### Document passage
+---+

Train. Break. Defend. AI Systems.
An open-source platform for AI security training, red/blue teaming, CTF, benchmarking, and research. Runs 100% locally. No cloud, no paid APIs, no data leaves your machine.
Prerequisites
- Docker 24+ and Docker Compose v2
- 16 GB RAM minimum (Ollama loads models into memory; 8 GB works for small models only)
- 20 GB free disk space for base images and at least one model
- x86-64 CPU; Apple Silicon and ARM64 are supported but untested
GPU is optional. Ollama runs on CPU but inference will be slow without one.
Quick Start
git clone https://github.com/sonuoffsec/DVAP
cd DVAP
cp .env.example .env
docker compose up -d
Open http://localhost:8080 once all containers are healthy. First run takes 30-60 seconds.
What is DVAP?
DVAP is an open-source AI security research, training, benchmarking, and red teaming platform designed to help security professionals, AI engineers, researchers, students, and organizations understand how modern AI systems fail and how to defend them.

+---+

### Task set
A: Retype the DVAP page word for word, starting with "Prerequisites" and going on through "slow without one.".
B: Turn the paragraph of the DVAP page that begins "DVAP is an open-source AI security research" into a short list that keeps its main facts.

[Natural language region descriptions]
+---+

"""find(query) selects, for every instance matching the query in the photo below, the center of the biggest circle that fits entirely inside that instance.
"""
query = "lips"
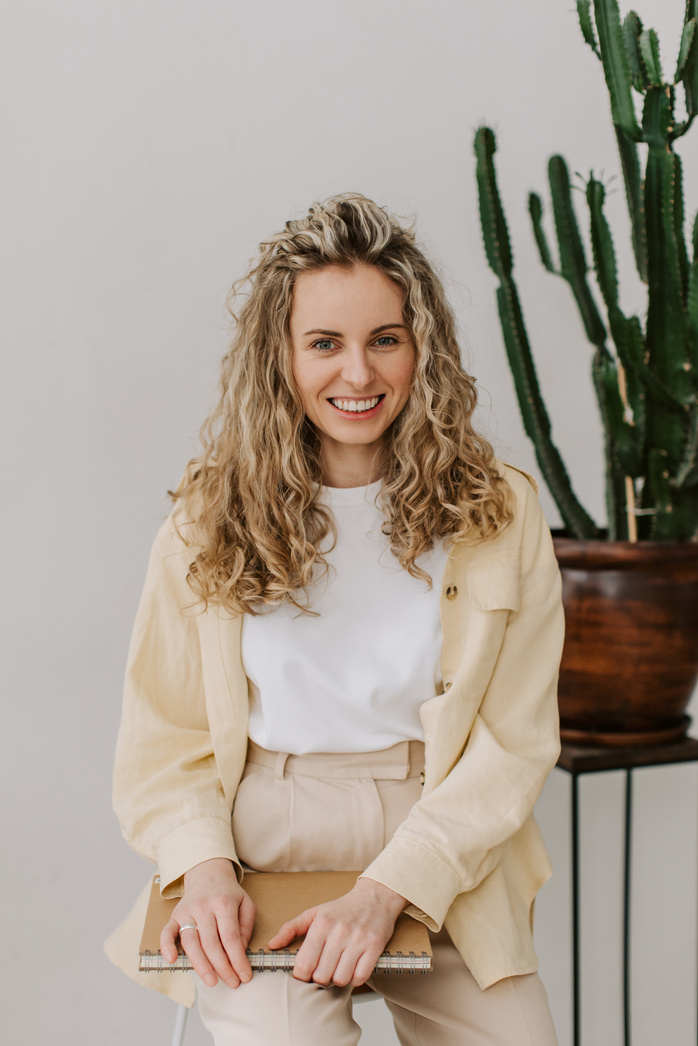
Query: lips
(356, 406)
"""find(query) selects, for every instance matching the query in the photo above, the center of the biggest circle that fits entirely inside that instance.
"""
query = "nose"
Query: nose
(357, 369)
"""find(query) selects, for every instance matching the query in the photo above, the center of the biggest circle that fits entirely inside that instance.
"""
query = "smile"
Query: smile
(357, 406)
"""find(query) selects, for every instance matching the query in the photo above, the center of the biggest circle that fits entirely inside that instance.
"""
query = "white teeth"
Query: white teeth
(356, 406)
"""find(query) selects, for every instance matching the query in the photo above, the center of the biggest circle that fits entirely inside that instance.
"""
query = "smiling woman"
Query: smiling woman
(369, 679)
(353, 369)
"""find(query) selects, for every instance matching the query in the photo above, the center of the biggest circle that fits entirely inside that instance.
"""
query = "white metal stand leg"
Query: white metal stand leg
(180, 1024)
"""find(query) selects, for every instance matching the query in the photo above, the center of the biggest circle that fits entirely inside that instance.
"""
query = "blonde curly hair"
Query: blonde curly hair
(251, 497)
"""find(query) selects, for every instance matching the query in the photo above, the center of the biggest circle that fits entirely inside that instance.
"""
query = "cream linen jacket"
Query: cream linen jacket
(469, 856)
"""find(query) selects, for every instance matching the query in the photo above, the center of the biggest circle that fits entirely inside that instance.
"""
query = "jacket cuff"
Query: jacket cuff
(189, 844)
(419, 876)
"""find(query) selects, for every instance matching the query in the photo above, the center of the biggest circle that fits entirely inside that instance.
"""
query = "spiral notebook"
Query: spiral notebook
(280, 896)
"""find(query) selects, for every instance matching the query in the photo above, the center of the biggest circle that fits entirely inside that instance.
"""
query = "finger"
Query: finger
(215, 952)
(296, 928)
(363, 969)
(234, 946)
(246, 915)
(308, 958)
(197, 956)
(169, 940)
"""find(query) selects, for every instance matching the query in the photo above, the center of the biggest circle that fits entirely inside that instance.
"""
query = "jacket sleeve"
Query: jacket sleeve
(167, 793)
(454, 835)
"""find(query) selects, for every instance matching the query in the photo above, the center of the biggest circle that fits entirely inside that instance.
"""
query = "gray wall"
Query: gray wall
(149, 146)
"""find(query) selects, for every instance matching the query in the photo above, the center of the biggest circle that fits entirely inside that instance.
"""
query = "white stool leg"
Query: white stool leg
(180, 1024)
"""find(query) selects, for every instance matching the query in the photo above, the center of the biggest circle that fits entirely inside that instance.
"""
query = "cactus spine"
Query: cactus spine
(645, 376)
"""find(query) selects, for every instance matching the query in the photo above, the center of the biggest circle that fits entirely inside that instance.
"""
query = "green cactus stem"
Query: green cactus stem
(647, 388)
(536, 421)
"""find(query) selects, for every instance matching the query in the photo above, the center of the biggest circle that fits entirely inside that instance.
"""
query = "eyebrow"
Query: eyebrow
(337, 334)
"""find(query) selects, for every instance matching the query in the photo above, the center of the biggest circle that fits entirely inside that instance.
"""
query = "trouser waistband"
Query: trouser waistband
(402, 760)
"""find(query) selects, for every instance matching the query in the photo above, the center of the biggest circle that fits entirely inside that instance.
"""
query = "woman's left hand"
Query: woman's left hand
(343, 937)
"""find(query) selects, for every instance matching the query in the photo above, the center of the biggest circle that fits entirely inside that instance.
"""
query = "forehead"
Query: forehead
(334, 295)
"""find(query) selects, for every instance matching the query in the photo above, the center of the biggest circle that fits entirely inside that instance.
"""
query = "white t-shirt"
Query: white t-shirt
(351, 679)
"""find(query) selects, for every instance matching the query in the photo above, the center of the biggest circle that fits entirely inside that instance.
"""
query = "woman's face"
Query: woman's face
(353, 362)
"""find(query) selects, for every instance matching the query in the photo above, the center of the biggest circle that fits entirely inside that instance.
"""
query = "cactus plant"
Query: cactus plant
(645, 374)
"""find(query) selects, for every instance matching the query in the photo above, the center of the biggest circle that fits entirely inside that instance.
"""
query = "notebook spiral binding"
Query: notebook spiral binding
(284, 960)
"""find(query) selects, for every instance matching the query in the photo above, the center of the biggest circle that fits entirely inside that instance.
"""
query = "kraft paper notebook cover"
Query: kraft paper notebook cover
(280, 896)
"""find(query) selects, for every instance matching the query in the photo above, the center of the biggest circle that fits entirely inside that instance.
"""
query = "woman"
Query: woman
(350, 637)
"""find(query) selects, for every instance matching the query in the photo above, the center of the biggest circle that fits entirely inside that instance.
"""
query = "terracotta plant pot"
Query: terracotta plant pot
(630, 661)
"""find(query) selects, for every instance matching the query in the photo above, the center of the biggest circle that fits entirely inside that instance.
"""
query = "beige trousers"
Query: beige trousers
(324, 811)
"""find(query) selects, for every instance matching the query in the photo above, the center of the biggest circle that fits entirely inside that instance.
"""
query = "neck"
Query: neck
(345, 467)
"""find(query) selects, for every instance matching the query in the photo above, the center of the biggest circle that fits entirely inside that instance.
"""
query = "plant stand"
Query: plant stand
(577, 760)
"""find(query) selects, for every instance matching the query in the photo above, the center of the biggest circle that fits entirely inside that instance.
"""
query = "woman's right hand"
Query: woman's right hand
(216, 903)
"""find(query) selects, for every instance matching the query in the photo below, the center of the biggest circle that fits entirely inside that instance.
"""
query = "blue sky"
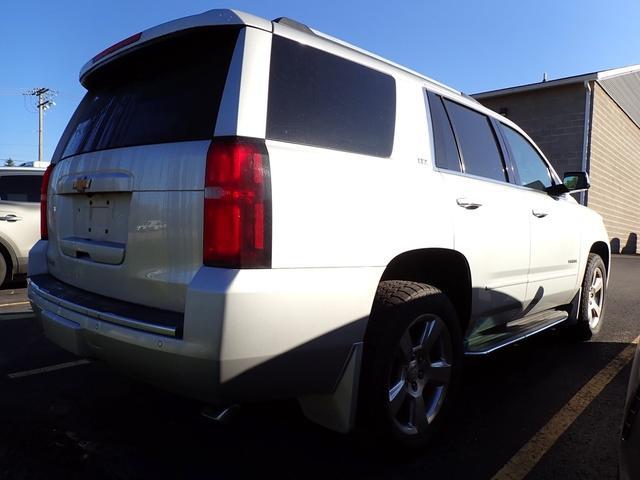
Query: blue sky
(470, 45)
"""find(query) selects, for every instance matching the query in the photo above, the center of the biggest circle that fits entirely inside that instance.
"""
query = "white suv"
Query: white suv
(19, 218)
(243, 209)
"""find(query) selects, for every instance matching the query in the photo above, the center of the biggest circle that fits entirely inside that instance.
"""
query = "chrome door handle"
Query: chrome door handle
(468, 204)
(10, 218)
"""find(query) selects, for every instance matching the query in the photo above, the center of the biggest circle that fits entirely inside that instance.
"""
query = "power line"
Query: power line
(45, 102)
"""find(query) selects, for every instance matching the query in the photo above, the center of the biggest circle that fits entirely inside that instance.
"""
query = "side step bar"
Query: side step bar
(494, 339)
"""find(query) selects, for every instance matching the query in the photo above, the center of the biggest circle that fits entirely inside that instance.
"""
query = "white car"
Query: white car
(335, 227)
(19, 218)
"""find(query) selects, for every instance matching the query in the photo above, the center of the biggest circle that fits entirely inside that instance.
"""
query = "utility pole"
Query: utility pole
(44, 102)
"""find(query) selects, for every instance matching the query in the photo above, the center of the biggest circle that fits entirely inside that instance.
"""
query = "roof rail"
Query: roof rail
(293, 24)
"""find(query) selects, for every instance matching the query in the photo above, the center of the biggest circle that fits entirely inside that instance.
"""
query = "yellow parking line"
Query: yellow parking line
(530, 454)
(13, 304)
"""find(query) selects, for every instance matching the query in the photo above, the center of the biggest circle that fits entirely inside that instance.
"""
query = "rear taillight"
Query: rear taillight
(44, 188)
(237, 205)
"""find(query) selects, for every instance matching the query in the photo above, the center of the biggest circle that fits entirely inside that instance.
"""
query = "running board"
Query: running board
(513, 332)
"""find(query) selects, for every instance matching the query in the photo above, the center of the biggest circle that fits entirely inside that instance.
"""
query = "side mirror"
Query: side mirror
(571, 183)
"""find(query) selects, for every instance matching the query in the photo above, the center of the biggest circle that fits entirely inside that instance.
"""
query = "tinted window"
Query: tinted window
(480, 153)
(444, 142)
(531, 168)
(165, 92)
(20, 188)
(319, 99)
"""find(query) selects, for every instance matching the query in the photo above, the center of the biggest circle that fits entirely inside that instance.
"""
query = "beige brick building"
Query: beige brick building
(588, 122)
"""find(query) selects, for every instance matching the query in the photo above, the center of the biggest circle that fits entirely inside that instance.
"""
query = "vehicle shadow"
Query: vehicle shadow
(113, 427)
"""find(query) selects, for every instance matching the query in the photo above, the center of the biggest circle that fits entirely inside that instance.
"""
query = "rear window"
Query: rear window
(444, 142)
(169, 91)
(320, 99)
(20, 188)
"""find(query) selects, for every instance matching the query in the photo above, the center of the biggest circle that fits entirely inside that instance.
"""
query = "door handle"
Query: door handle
(11, 218)
(468, 204)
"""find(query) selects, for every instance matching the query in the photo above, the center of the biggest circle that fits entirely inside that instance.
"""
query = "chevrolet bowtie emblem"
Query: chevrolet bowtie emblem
(81, 184)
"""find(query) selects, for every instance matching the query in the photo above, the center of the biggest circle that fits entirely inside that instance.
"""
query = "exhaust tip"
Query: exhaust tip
(222, 415)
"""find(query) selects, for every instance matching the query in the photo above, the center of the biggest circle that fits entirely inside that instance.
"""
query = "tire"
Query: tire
(412, 362)
(592, 299)
(3, 270)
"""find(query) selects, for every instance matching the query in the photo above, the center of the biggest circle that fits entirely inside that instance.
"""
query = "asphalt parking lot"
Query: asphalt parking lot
(86, 421)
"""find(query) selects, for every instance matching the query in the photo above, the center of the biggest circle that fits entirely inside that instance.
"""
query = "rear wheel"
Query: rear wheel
(412, 359)
(592, 298)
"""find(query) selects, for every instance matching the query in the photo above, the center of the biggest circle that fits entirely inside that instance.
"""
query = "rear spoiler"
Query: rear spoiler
(208, 18)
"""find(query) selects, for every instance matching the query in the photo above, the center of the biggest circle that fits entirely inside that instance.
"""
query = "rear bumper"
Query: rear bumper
(246, 334)
(170, 363)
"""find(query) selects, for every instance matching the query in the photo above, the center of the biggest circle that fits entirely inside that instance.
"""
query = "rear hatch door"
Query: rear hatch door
(126, 204)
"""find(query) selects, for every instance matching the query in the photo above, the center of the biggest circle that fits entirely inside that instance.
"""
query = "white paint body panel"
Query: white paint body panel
(338, 220)
(20, 235)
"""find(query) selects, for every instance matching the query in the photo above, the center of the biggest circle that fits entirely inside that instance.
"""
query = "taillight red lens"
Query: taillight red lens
(237, 205)
(44, 188)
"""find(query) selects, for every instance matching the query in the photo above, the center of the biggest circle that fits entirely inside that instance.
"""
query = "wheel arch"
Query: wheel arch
(602, 250)
(10, 258)
(443, 268)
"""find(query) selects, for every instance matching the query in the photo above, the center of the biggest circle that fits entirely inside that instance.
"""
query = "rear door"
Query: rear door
(126, 204)
(491, 222)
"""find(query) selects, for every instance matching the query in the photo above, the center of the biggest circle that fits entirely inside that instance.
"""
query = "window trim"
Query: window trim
(340, 56)
(38, 173)
(552, 173)
(492, 128)
(428, 95)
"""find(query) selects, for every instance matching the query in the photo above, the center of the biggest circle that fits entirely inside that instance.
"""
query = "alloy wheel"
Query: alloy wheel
(420, 374)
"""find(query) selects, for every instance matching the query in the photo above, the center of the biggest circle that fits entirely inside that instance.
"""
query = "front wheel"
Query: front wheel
(592, 298)
(412, 359)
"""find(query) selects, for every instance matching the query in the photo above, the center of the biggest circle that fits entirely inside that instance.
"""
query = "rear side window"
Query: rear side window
(444, 142)
(532, 169)
(169, 91)
(20, 188)
(480, 153)
(320, 99)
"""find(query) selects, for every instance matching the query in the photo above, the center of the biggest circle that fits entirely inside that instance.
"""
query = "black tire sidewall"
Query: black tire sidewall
(593, 262)
(3, 270)
(390, 324)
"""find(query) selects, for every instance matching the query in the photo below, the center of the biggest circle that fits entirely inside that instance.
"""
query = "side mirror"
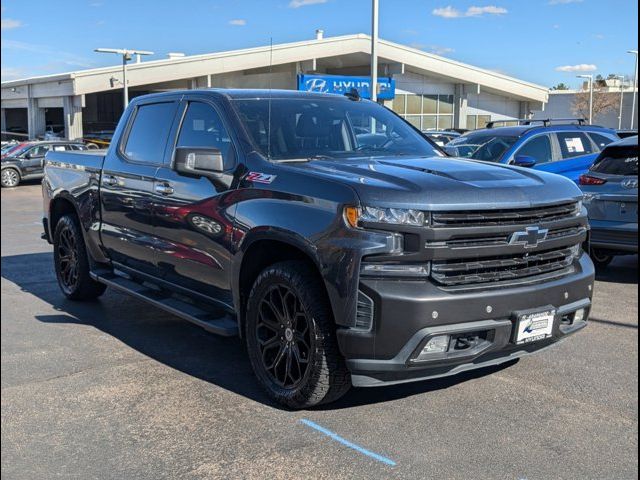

+---+

### Answers to this exercise
A:
Prerequisites
- Docker 24+ and Docker Compose v2
- 16 GB RAM minimum (Ollama loads models into memory; 8 GB works for small models only)
- 20 GB free disk space for base images and at least one model
- x86-64 CPU; Apple Silicon and ARM64 are supported but untested
GPU is optional. Ollama runs on CPU but inference will be slow without one.

B:
- DVAP is an open-source platform for AI security research, training, benchmarking, and red teaming.
- It is meant for security professionals, AI engineers, researchers, students, and organizations.
- It helps them understand how modern AI systems fail and how to defend them.